§ DADOS APRESENTADOS:
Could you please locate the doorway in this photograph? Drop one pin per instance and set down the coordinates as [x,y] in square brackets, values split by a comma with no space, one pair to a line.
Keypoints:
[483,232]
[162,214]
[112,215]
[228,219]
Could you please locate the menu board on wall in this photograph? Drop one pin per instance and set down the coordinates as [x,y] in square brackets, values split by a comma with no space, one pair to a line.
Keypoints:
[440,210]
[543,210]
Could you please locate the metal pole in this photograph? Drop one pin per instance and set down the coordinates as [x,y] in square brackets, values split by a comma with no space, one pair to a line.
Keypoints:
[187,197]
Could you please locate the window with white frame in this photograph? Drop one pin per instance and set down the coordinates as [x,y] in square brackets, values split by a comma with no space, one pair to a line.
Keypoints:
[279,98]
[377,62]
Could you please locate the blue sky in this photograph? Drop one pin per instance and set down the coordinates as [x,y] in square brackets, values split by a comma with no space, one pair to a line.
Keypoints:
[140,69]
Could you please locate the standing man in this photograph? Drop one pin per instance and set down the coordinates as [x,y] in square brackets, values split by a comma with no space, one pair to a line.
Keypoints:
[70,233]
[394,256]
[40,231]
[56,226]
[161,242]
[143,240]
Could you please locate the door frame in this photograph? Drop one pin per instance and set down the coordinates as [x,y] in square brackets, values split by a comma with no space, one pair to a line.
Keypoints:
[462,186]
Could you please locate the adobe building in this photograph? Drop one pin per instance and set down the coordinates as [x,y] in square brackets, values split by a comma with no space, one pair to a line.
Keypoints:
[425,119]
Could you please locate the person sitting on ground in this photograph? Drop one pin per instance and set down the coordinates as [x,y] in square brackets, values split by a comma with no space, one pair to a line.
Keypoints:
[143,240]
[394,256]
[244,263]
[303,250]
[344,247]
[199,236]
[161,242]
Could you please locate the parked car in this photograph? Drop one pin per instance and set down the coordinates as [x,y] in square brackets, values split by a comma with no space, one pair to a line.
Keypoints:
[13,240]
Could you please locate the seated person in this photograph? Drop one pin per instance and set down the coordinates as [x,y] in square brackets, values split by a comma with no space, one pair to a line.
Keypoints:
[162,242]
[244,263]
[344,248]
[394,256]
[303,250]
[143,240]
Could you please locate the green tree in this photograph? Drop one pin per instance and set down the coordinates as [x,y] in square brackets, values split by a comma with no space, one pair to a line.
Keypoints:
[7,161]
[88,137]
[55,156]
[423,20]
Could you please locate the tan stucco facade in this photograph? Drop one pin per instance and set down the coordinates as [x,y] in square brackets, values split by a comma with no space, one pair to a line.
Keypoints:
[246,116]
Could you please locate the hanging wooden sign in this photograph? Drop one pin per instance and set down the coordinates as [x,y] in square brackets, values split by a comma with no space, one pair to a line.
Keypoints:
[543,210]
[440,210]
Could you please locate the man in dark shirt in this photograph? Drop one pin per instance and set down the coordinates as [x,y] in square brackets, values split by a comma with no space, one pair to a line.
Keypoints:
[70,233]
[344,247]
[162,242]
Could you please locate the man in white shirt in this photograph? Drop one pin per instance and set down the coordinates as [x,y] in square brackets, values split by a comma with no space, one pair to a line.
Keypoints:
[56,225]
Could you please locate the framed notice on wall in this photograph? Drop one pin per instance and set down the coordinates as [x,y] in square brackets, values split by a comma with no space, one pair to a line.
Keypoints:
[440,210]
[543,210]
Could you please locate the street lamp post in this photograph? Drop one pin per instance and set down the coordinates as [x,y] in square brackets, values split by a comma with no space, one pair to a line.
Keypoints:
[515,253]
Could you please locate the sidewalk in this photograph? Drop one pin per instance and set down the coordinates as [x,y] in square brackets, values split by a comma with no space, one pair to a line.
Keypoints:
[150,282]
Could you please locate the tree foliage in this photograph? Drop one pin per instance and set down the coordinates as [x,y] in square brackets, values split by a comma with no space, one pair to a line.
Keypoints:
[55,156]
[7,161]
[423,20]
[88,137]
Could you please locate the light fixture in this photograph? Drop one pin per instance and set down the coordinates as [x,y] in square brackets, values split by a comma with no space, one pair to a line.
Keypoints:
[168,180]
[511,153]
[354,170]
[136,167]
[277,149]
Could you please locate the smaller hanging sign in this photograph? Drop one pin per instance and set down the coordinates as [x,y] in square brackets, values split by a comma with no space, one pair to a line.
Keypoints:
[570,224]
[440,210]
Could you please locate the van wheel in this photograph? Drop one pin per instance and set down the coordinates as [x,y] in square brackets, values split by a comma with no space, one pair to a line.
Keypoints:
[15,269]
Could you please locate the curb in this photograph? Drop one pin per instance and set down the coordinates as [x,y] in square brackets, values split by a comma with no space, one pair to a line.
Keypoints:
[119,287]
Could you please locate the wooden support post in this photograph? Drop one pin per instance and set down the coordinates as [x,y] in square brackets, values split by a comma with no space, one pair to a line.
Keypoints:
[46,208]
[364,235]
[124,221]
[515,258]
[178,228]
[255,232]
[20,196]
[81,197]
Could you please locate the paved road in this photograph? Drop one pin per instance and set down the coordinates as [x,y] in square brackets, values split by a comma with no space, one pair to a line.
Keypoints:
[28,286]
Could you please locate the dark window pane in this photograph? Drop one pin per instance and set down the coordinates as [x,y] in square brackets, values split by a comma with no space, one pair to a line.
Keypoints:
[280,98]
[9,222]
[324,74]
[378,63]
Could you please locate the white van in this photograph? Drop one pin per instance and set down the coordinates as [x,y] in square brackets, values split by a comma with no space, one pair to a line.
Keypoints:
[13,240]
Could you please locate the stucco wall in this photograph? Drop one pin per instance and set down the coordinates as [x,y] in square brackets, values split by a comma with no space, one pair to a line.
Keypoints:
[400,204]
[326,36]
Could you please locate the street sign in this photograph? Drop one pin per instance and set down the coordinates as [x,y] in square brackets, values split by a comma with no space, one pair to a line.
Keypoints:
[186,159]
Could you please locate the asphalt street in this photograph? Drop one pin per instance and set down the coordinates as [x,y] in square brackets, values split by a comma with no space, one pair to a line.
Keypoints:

§ O QUE SE PEDE: Reescreva todo o material acima como uma lista numerada, omitindo as linhas em branco.

§ RESPOSTA FINAL:
1. Could you please locate the doorway in this photograph? Drop one pin per instance and set down the coordinates as [x,y] in square brackets, values split by a comma with no space, one pair to a line.
2. Keypoints:
3. [483,232]
4. [162,214]
5. [112,215]
6. [228,219]
7. Could you please locate the menu board on wall in this photograph? Drop one pin per instance and set down the coordinates as [x,y] in square brackets, values split by a comma with no space, one pair to a line.
8. Keypoints:
9. [440,210]
10. [543,210]
11. Could you please locate the metal pole in this photograph? Drop one pin per instance and set down the coordinates as [x,y] in square brackets, values split by a comma with no space, one pair to a line.
12. Keypoints:
13. [187,197]
14. Could you please locate the window with white frame in this photograph? Drop one pin per instance and set down the coordinates as [x,y] in square brackets, values split by a comma with no space, one pair to a line.
15. Keypoints:
16. [279,98]
17. [377,62]
18. Could you please locate the blue sky in this photograph? Drop one pin per instance and set down the coordinates as [x,y] in square brackets, values split by a comma with no space, one pair to a line.
19. Keypoints:
20. [140,69]
21. Could you please locate the standing man in this photograph? Drop one pin per instance and set down the coordinates as [x,y] in square brackets, values split by a comma with no space, one pair to a line.
22. Keypoints:
23. [70,233]
24. [394,256]
25. [40,231]
26. [56,226]
27. [161,242]
28. [143,240]
29. Could you please locate the door frame in this photograph? Drop one pin per instance and set down the coordinates as [x,y] in square brackets, values split by a comma with no space, one pair to a line.
30. Keypoints:
31. [462,186]
32. Could you please locate the adobe building in this photograph? Drop one pin per instance and set down the coordinates as [x,y] in square brackets, values split by a comma with no space, one pair to a line.
33. Keypoints:
34. [425,119]
35. Could you please locate the person sitting on ground in this photograph? Drop one pin per instance and set down the coordinates as [x,y] in square brackets, values split by a comma with no space, one pair to a line.
36. Keypoints:
37. [143,240]
38. [394,256]
39. [244,263]
40. [303,250]
41. [344,247]
42. [199,236]
43. [161,242]
44. Could you please locate the parked car in this photograph? Drop one pin per instance and set down the coordinates as [x,y] in square brackets, values split by a comma with no space, one pair to a line.
45. Keypoints:
46. [13,240]
47. Could you please locate the seated person in this photograph? Drop one pin per instance and set down the coordinates as [x,y] in square brackets, values split by a comma with no space, one pair to a line.
48. Keypoints:
49. [162,242]
50. [244,263]
51. [344,248]
52. [394,256]
53. [303,250]
54. [143,240]
55. Could you please locate the green tree in this photograph? Drop one pin per instance and set down the coordinates as [x,y] in square brackets, values split by a comma with no space, one pair to a line.
56. Keypoints:
57. [7,161]
58. [88,137]
59. [55,156]
60. [423,20]
61. Could you please locate the tan stucco facade in this photograph? Drop one pin per instance and set down the coordinates as [x,y] in square brackets, values split by a comma with no space, one pair to a line.
62. Keypoints:
63. [246,116]
64. Could you please locate the hanging wooden sign in this photograph? Drop one pin per instance and set down the coordinates as [x,y] in square brackets, values split by a comma with no space, one pair to a line.
65. Keypoints:
66. [543,210]
67. [440,210]
68. Could you please locate the man in dark shirt in this photograph? Drop one pin per instance and set down the coordinates as [x,y] in square brackets, values split by a comma with no space, one pair to a line.
69. Keypoints:
70. [70,233]
71. [344,247]
72. [162,242]
73. Could you please locate the man in white shirt in this photograph? Drop one pin per instance and set down the coordinates as [x,y] in square brackets, values split by a comma with no space, one pair to a line.
74. Keypoints:
75. [56,225]
76. Could you please locate the framed notice on wall in this photograph? Drop one pin per instance and set down the coordinates as [x,y] in square brackets, values split by a comma with no space, one pair to a line.
77. Keypoints:
78. [440,210]
79. [543,210]
80. Could you please locate the street lamp post in this photograph? Drop one pin per instance and set down the coordinates as [x,y] in square brackets, values split by a comma with no space, one pair to a line.
81. Keypoints:
82. [515,253]
83. Could you please locate the sidewalk in this photograph? Drop one pin per instance and set down the coordinates as [x,y] in square brackets, values split by a comma with no space, one pair to a line.
84. Keypoints:
85. [150,282]
86. Could you please locate the tree foliage in this photograph? Drop one pin per instance and set down the coordinates as [x,y] in square brackets, values split by a comma with no space, one pair to a line.
87. Keypoints:
88. [55,156]
89. [7,161]
90. [423,20]
91. [88,137]
92. Could you please locate the light fixture in this photograph? Drop one pin per instance and set down the coordinates as [x,y] in square brackets, values split by a comma with no space, one pair to a line.
93. Keypoints:
94. [168,180]
95. [511,153]
96. [354,170]
97. [136,167]
98. [277,149]
99. Could you please locate the smaller hanging sign in this photograph? Drop one pin per instance and set down the coordinates as [x,y] in square brackets, values split by a comma with no space, one pair to a line.
100. Keypoints:
101. [570,224]
102. [440,210]
103. Could you please locate the van wheel in this photograph? Drop one pin per instance and set down the coordinates as [x,y] in square brackets, values split by a comma with no space, one pair to a line.
104. Keypoints:
105. [15,269]
106. Could you please locate the curb in this photograph? Drop one pin per instance and set down the coordinates as [x,y] in square brackets, values split by a comma with no space, one pair to a line.
107. Keypoints:
108. [119,287]
109. Could you please locate the wooden support post in this photograph? Drop one pin per instance and set down the coordinates as [x,y] in square brackets, values split by a comma with no space, one pair to a line.
110. Keypoints:
111. [46,208]
112. [364,235]
113. [124,221]
114. [515,258]
115. [178,228]
116. [255,232]
117. [20,196]
118. [81,197]
119. Could you please locate the paved road in this photograph? Drop one pin per instance and set down the coordinates as [x,y] in square brackets, values split by a comma with no space, one pair to a line.
120. Keypoints:
121. [28,286]
122. Could you please locate the dark window pane in this photograph? Drop one pin per instance and set down the coordinates as [x,y] in square brackets, values split by a comma with no space, one pair to a line.
123. Keypoints:
124. [280,98]
125. [9,222]
126. [324,74]
127. [378,63]
128. Could you please locate the white van in this photograph? Drop one pin per instance and set down the coordinates as [x,y] in square brackets, values split by a comma with no space, one pair to a line.
129. Keypoints:
130. [13,240]
131. Could you please locate the stucco wall in this photograph? Drop one pin per instance and set down the coordinates as [x,y] in square brackets, values split by a comma with no space, one pair to a line.
132. Keypoints:
133. [400,204]
134. [326,36]
135. Could you please locate the street sign in this photograph? Drop one pin per instance and set down the coordinates as [x,y] in square brackets, values split by a comma with no space, one pair to a line.
136. Keypoints:
137. [186,159]
138. Could you please locate the asphalt street in this photograph? Drop one pin per instance and set down the coordinates as [x,y] in square brackets, values split by a comma with no space, one pair to a line.
139. Keypoints:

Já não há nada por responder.